§ **What you should do**
In the records, find each line where "tiled" occurs, and copy it.

<<<<

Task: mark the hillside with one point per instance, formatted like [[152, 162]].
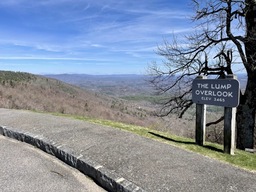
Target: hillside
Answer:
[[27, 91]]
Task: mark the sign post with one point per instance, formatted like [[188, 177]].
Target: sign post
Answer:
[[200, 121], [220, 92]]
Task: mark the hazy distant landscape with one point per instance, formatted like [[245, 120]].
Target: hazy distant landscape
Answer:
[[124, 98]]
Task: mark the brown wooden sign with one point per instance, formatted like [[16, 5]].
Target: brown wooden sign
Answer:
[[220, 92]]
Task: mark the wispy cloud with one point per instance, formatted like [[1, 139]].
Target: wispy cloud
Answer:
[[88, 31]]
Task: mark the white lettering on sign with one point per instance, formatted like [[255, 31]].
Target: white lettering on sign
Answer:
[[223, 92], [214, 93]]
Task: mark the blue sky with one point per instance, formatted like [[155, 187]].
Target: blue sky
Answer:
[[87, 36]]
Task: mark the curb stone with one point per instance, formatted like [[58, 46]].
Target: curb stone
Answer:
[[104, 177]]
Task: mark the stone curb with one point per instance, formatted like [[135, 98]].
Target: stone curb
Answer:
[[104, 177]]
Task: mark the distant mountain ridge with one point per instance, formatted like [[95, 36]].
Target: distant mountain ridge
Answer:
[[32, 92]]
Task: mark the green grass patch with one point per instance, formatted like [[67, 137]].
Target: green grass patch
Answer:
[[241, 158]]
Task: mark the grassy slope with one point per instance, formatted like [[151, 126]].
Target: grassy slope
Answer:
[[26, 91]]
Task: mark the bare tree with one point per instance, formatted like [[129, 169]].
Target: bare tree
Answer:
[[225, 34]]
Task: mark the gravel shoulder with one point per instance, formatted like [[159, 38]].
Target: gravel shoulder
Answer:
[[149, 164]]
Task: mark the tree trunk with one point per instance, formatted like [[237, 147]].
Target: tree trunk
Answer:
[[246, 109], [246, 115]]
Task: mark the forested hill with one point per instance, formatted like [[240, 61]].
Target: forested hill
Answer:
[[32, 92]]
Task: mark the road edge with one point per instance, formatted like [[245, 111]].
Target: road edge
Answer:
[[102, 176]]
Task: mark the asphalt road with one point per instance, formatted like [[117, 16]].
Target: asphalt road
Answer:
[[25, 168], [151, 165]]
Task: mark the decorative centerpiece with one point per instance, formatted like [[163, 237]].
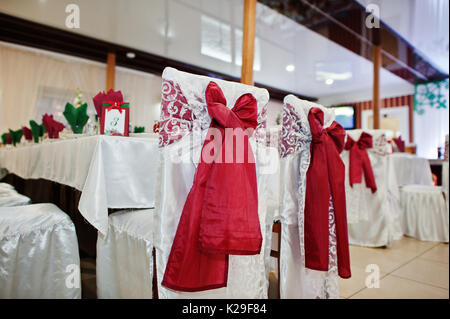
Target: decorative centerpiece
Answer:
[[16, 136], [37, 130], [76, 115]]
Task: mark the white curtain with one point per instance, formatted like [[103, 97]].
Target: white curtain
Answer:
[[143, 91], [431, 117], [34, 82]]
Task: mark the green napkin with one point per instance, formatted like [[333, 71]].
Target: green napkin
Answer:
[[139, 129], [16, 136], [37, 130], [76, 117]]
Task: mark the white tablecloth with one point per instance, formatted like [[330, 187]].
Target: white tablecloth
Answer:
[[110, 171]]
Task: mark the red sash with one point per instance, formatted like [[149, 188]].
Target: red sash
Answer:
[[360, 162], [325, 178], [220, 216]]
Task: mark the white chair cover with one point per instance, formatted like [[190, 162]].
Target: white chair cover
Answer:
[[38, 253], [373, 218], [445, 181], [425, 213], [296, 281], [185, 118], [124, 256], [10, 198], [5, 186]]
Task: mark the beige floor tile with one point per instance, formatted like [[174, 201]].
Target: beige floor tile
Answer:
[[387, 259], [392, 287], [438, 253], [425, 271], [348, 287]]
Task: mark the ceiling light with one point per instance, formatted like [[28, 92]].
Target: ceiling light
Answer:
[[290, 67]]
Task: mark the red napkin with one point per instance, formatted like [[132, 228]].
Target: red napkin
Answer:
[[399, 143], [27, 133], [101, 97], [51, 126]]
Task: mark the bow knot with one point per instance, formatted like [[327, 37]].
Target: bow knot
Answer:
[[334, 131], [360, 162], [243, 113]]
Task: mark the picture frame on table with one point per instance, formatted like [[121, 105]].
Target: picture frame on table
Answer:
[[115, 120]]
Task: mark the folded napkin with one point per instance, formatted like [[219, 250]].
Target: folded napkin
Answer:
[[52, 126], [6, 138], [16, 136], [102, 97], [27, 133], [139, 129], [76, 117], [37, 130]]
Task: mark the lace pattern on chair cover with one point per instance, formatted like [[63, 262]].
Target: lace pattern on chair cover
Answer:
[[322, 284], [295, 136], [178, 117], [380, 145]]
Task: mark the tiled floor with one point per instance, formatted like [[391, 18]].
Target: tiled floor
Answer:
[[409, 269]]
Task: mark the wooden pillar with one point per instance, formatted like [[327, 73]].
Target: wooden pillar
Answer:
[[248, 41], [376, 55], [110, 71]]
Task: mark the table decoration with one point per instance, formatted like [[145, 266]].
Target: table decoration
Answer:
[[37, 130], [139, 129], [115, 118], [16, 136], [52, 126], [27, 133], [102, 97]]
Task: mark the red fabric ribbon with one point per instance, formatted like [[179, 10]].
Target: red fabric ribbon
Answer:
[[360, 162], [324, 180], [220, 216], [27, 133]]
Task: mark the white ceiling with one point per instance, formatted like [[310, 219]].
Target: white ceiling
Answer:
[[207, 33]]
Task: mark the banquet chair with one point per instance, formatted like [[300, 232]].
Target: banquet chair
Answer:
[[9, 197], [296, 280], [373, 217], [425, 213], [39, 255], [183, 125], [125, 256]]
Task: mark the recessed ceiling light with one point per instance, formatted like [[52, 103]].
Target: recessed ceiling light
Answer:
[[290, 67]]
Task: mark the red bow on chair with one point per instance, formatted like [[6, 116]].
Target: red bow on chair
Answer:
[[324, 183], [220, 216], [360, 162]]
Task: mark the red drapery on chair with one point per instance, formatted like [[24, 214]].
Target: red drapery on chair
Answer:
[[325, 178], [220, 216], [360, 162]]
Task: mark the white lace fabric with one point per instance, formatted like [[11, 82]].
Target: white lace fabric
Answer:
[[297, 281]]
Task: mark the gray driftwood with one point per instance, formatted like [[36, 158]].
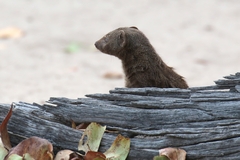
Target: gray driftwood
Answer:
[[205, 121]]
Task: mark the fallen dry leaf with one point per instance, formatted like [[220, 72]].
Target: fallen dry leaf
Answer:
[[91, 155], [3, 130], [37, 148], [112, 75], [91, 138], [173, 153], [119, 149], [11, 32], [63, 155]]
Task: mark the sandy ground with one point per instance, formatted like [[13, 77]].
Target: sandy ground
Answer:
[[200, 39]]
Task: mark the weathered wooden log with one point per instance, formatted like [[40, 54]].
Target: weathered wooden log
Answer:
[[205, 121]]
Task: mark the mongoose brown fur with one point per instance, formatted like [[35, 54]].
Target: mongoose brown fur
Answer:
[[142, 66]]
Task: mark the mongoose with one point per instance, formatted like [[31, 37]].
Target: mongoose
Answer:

>>>>

§ **Task answer**
Task: mark the tiled floor with one point per instance, formatted like [[391, 18]].
Target: tiled floor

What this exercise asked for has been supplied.